• ЗАДАНИЕ A: Оформите в виде списка JSON строки, идущие после отрывка: начните со строки, содержащей «In this exercise you will mark every instance of the brown», и закончите последней из этих строк. Каждая строка должна стать отдельным значением списка, пустые строки пропустите.

• ПРЕДЛОЖЕННЫЙ ОТРЫВОК:
С причаливавших лодок весной шла бойкая торговля невской корюшкой и плотвой. У Тучкова моста на обоих берегах реки, т.е. на Петроградской стороне и на Васильевском острове, размещались два "пеньковых буяна" - два грандиозных амбара для льна и пеньки.
Ахматова называет город той поры "дотрамвайным". Основным общественным транспортом были конки - конно-железные дороги. Одноэтажный или двухэтажный вагон по рельсам везла лошадь или две. У двухтэтажного вагона крыши не было. На втором этаже (на империале), куда вела крутая винтовая лестница, посредине стояла двухсторонняя скамейка, на которой пассажиры сидели спиной друг к другу. Внизу же вдоль стен вагона были обычные скамьи. Проезд стоил 3-5 копеек внизу, 2 копейки наверху. Первый трамвай был пущен в Петербурге в 1907 году. За пять лет трамвай почти полностью вытеснил конку. В 1913 году в городе существовало уже 14 трамвайных маршрутов. По сравнению с вагоном конки трамвай был очень красив - снаружи вагон снизу красный, сверху белый. У него - большие окна, поэтому внутри было светло, сверкали медные поручни, ручки и лакированная отделка стен. Проезд на трамвае стоил не дороже, чем конкой15. Кроме трамвая, приводимого в движение электричеством, был еще паровой трамвай. Жители называли его паровичком.

Паровик идет до Скорбящей,
И звоночек его щемящий
Откликается над Невой.

• ИСХОДНЫЕ ДАННЫЕ:
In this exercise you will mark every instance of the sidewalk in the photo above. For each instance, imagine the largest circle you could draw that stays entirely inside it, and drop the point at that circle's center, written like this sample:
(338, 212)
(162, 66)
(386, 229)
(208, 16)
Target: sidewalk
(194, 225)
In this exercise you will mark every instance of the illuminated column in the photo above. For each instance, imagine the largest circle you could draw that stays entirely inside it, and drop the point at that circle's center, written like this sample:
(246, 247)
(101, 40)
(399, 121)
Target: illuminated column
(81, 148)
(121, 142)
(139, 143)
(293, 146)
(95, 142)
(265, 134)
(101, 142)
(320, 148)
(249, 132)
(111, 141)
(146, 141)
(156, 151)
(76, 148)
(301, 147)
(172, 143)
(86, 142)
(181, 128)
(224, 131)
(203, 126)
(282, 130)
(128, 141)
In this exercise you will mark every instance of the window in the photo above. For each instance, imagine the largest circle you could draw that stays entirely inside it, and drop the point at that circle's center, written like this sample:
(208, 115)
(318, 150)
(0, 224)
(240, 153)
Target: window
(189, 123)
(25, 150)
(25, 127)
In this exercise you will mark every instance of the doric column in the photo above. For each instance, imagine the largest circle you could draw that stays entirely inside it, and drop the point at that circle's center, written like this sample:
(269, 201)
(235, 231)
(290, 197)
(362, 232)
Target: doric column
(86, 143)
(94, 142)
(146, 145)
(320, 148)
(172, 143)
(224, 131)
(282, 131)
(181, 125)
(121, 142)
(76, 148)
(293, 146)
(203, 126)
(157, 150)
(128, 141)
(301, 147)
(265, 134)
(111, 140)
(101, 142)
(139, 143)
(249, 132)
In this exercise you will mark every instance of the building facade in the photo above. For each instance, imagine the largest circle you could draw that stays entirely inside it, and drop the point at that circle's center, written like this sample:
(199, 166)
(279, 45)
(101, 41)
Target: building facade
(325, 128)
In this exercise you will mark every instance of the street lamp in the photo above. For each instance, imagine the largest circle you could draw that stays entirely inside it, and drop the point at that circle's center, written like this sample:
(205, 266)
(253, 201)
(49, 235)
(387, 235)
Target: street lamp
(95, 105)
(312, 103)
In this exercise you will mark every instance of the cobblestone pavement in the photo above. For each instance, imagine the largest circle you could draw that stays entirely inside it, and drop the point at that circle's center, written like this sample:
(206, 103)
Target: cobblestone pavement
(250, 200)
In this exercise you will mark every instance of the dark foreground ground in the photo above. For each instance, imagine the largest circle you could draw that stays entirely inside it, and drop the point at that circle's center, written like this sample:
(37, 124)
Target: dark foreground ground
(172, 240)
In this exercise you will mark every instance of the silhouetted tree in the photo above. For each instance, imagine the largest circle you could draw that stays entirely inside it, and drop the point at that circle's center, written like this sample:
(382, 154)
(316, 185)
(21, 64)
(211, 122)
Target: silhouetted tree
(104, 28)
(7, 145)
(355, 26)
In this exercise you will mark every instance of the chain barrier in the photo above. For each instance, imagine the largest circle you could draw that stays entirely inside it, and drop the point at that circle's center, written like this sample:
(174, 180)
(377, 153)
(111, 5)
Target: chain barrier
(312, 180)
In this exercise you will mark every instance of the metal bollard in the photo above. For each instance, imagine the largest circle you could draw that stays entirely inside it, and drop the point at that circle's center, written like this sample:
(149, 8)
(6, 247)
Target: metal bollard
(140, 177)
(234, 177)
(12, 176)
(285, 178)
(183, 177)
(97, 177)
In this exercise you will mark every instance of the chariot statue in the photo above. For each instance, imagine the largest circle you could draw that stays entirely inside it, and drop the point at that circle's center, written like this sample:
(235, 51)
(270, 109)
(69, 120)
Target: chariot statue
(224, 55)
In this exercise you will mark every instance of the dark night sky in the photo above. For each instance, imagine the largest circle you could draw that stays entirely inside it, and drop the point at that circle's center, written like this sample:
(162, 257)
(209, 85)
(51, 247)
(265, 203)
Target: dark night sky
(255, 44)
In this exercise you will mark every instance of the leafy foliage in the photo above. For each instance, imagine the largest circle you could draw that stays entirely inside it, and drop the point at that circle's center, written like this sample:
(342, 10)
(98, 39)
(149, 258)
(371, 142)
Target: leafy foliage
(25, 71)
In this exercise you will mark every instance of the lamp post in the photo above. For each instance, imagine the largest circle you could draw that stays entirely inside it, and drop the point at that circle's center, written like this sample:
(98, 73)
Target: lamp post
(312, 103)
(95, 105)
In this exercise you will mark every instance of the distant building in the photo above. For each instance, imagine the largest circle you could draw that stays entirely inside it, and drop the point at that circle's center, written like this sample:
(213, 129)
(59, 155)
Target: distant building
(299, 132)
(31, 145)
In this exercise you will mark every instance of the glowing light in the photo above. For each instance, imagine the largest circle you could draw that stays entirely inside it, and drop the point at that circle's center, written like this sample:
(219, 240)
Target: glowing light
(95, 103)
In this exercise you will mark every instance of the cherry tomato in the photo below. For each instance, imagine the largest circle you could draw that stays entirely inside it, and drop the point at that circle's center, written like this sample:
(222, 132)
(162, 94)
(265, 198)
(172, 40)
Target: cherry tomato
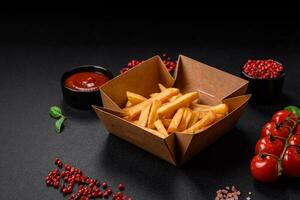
(295, 140)
(271, 128)
(269, 145)
(264, 168)
(284, 117)
(291, 162)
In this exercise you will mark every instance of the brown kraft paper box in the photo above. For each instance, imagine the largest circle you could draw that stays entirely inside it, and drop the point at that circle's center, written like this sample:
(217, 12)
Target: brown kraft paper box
(214, 86)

• ЗАДАНИЕ B: Продолжите отрывок о транспорте старого Петербурга с того места, где он заканчивается.

• ОТВЕТ НА ЗАДАНИЕ A:
[
  "In this exercise you will mark every instance of the brown kraft paper box in the photo above. For each instance, imagine the largest circle you could draw that stays entirely inside it, and drop the point at that circle's center, written like this sample:",
  "(217, 12)",
  "Target: brown kraft paper box",
  "(214, 86)"
]

• ОТВЕТ НА ЗАДАНИЕ B:
Паровик - это поезд из 5-6 вагонов. Паровоз закрыт металлической коробкой, из-под которой во время движения шел густой дым. Машинист все время звонил в звоночек, предупреждая прохожих. Маршрутов было два. Один проходил от Знаменской площади к Троицкому полю, к церкви Всех Скорбящих Радости. Когда был установлен памятник Александру III, кольцо перенесли со Знаменской площади на 1-ю Рождественскую улицу, туда, где теперь тупик из-за построенных "номеров" принадлежавших барону Фредериксу, а теперь модернизированных под один из корпусов гостиницы "Октябрьская". Основная часть маршрута проходила по Шлиссельбургскому тракту, что диет вдоль Невы, и поэтому звоночек откликался над Невой. Второй маршрут проходил на Выборгской стороне от клиники Вилие (от того здания, лицом к которому стоит памятник Боткину), т. е. от угла Сампсониевского проспекта и Боткинской улицы до парка в лесном (парк Лесотехнической академии). Вагон паровичка освещался лишь висевшим на пуговице у кондуктора фонариком, а стоимость проезда была от 12 до 20 копеек. Таким был общественный транспорт.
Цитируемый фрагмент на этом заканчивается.